Task brief: If a line in the records below contains the word "pebble", return that line.

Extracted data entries
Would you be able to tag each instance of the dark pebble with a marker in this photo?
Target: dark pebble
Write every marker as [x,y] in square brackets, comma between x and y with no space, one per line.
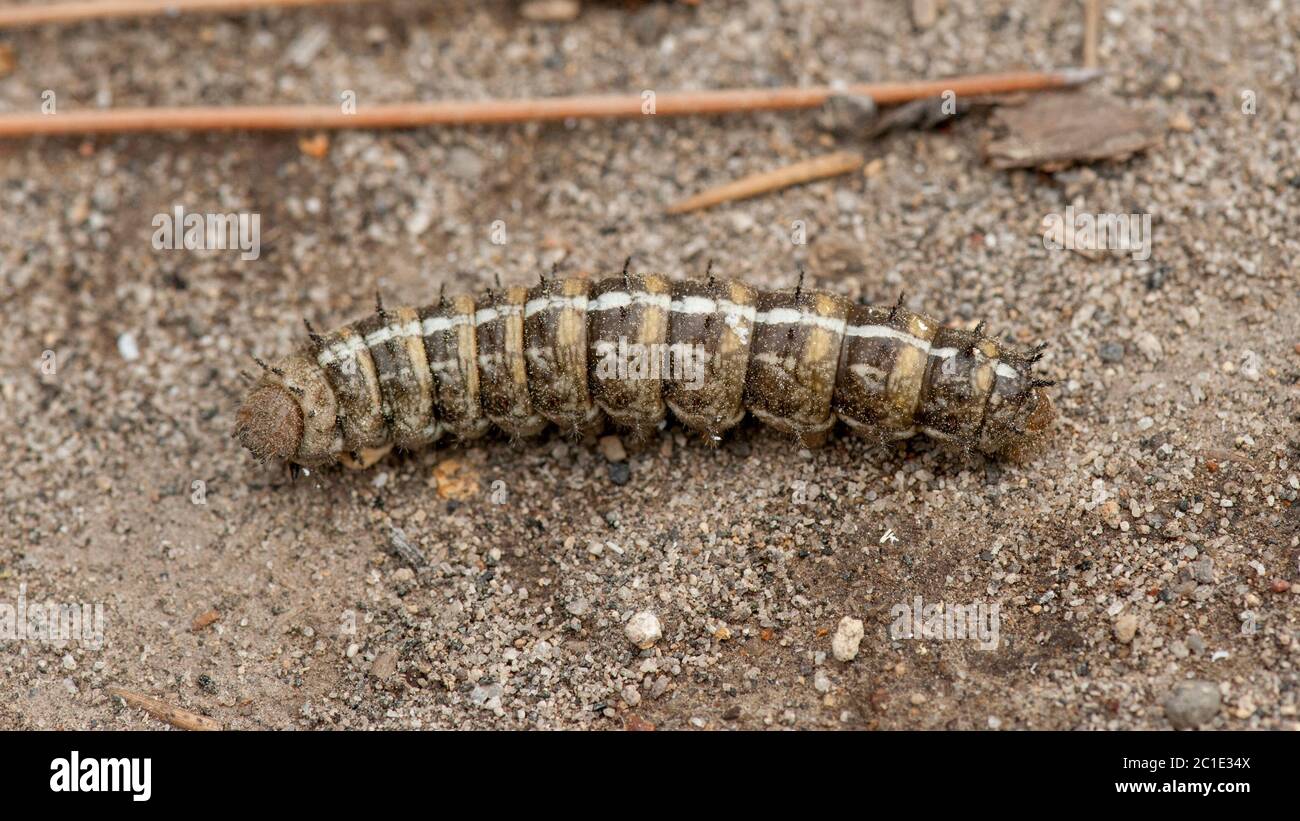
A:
[1112,352]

Exercise answer:
Would you be able to tag each instance of the dark pebble with a marker in this photo?
Target: dark pebble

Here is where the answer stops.